▶ **How to complete this task**
All entries below are to be set down again, identical to the source.

(Region pointing data)
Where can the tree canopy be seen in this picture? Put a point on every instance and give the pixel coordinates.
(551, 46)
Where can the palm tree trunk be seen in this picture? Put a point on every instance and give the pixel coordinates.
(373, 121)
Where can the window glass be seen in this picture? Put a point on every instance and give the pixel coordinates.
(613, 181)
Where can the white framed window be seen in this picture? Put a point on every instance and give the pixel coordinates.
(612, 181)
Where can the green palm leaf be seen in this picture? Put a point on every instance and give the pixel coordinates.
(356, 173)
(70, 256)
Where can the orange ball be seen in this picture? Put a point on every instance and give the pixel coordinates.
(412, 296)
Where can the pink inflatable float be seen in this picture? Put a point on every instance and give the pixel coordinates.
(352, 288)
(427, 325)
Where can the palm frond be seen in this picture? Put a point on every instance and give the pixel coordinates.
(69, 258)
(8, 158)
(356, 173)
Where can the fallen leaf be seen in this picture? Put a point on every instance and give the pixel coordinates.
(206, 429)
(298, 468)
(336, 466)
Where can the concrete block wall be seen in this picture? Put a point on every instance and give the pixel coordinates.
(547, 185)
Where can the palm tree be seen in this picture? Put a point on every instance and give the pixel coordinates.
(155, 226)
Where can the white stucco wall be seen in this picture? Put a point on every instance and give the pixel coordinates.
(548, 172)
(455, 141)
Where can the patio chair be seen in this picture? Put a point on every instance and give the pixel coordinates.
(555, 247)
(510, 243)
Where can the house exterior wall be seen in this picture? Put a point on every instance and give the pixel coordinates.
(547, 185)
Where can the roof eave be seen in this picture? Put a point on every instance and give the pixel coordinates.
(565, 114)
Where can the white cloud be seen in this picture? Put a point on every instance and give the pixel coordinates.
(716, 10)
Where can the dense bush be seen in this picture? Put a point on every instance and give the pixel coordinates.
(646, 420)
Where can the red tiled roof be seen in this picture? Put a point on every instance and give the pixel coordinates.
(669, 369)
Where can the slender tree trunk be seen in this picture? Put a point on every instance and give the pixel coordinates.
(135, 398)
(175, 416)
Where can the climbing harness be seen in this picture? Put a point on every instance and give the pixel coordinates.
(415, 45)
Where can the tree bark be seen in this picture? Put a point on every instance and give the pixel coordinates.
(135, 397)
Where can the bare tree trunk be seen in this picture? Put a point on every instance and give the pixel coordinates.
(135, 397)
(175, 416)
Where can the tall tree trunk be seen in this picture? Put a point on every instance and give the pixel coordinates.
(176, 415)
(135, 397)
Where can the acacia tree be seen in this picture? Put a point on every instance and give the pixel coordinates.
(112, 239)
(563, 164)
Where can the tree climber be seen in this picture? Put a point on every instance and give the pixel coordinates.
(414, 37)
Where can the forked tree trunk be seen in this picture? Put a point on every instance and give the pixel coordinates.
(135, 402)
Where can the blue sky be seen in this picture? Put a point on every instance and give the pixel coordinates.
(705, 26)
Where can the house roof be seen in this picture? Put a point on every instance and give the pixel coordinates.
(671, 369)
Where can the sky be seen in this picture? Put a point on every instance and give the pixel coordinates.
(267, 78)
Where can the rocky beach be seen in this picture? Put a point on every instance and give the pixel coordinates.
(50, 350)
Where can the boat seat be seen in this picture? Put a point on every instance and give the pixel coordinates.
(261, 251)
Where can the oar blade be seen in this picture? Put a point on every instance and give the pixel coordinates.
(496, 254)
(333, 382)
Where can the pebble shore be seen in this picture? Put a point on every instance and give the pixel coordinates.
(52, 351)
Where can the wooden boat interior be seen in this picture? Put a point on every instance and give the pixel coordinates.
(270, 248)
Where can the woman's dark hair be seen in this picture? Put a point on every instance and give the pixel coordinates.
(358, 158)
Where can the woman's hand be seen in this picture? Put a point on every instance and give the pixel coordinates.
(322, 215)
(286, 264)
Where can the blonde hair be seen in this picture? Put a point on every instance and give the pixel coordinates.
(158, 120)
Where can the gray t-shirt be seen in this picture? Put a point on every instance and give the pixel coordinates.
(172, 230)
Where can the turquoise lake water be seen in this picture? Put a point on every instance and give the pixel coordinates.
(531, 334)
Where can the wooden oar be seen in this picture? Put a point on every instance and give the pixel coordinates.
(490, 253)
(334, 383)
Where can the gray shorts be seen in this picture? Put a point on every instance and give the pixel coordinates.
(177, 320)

▶ **Response to the exercise**
Where can the tree canopy be seen in this picture? Put a point on every instance and give the pixel coordinates.
(551, 46)
Where can the palm tree trunk be seen in this picture? Put a point on every instance and give the pixel coordinates.
(373, 121)
Where can the window glass be seen in this picture? Put a point on every instance and give the pixel coordinates.
(613, 181)
Where can the white framed window be seen in this picture? Put a point on every instance and give the pixel coordinates.
(612, 181)
Where can the green palm leaf be seen in this picture? Put a point on every instance and give the pixel coordinates.
(356, 173)
(70, 256)
Where can the orange ball be seen in this picture? Put a point on every instance and give the pixel coordinates.
(412, 296)
Where can the pink inflatable float be seen in this picture? Put a point on every instance and give the pixel coordinates.
(352, 288)
(427, 325)
Where can the palm frond be seen in this picture? Put a point on every instance and give the pixel coordinates.
(69, 258)
(8, 158)
(356, 173)
Where can the fallen leaf be seen in this picture? Put a point on every instance and give the pixel coordinates.
(206, 429)
(298, 468)
(336, 466)
Where can the concrete block wall be seen in this picture? Put a point on every instance and give the pixel coordinates.
(547, 185)
Where can the palm tree be seen in this picture? Put a point on every instance and give the pixel coordinates.
(155, 226)
Where can the white stucco wall be seen in this picture? Put a point on every instance and give the pixel coordinates.
(548, 172)
(455, 141)
Where can the patio chair be seen in this picture? Put a point on every instance and give the pixel coordinates.
(555, 247)
(510, 243)
Where can the house exterior wall be seen in this picture? Put a point on every instance and give the pixel coordinates.
(547, 185)
Where can the roof eave be seen in this picture? Put a point on every instance and give the pixel coordinates.
(565, 114)
Where can the white cloud be seen in this picture? Put a point on every instance and give the pixel coordinates.
(716, 10)
Where can the dense bush be seen in this picture? Put a point on every instance and give the pixel coordinates.
(646, 420)
Where can the red tiled roof be seen in this picture? Put a point on every instance and give the pixel coordinates.
(669, 369)
Where can the slender tree trunk be seen in this picture? Put a point on every instance and give the pixel coordinates.
(135, 398)
(175, 416)
Where can the climbing harness be seen in this picture? Put a point on every instance and give the pixel coordinates.
(415, 45)
Where can the tree bark be seen in this picture? Put a point on every instance and give the pixel coordinates.
(135, 397)
Where can the bare tree trunk be seen in this picture? Put a point on every instance and give the pixel coordinates.
(135, 397)
(175, 416)
Where can the tall tree trunk be seen in this picture? Put a point on every instance and give the pixel coordinates.
(176, 415)
(135, 397)
Where can the acacia tree be seen in this picture? Put a point on every instance and give the pixel coordinates.
(112, 239)
(563, 164)
Where can the tree climber be seen in this picture? Put a point on every instance and give the pixel coordinates.
(414, 37)
Where can the forked tree trunk be seen in this picture? Put a point on every instance and give the pixel coordinates.
(135, 402)
Where can the blue sky be seen in this picture? Put a point on every instance and give the pixel coordinates.
(705, 26)
Where can the house roof be seen in this picture? Put a point on every instance and give the pixel coordinates.
(671, 369)
Where can the sky be seen in this picture? Put a point on every instance and give the pixel coordinates.
(267, 78)
Where can the rocky beach be seen in this picture? Put a point on every instance and give the pixel coordinates.
(50, 350)
Where can the boat seat be seen in this picture? Put a point on every instance and give the pixel coordinates.
(261, 251)
Where can the oar blade be seen in this picture? Put a point on every instance and give the pixel coordinates.
(496, 254)
(333, 382)
Where can the pebble shore be seen in this picture? Put a point on every instance and give the pixel coordinates.
(52, 351)
Where can the wooden boat interior be seen in this picture? Put a point on every instance and give the pixel coordinates.
(270, 248)
Where can the woman's dark hair be seen in this picture? Put a point on every instance and give the pixel coordinates.
(358, 158)
Where can the woman's hand be seen in this picture? Put a point on every instance and give the pixel coordinates.
(322, 215)
(286, 264)
Where can the blonde hair be seen in this picture? Put a point on every instance and give the pixel coordinates.
(158, 120)
Where can the gray t-shirt be seen in this picture? Put a point on every instance and give the pixel coordinates.
(172, 230)
Where can the turquoise lake water be seen in this picture? Put a point on every instance and give the pixel coordinates.
(531, 334)
Where can the wooden oar be seen in this picture? Put a point on every instance and give the pixel coordinates.
(490, 253)
(334, 383)
Where can the gray shorts be seen in this picture? Put a point on every instance and give the pixel coordinates.
(177, 320)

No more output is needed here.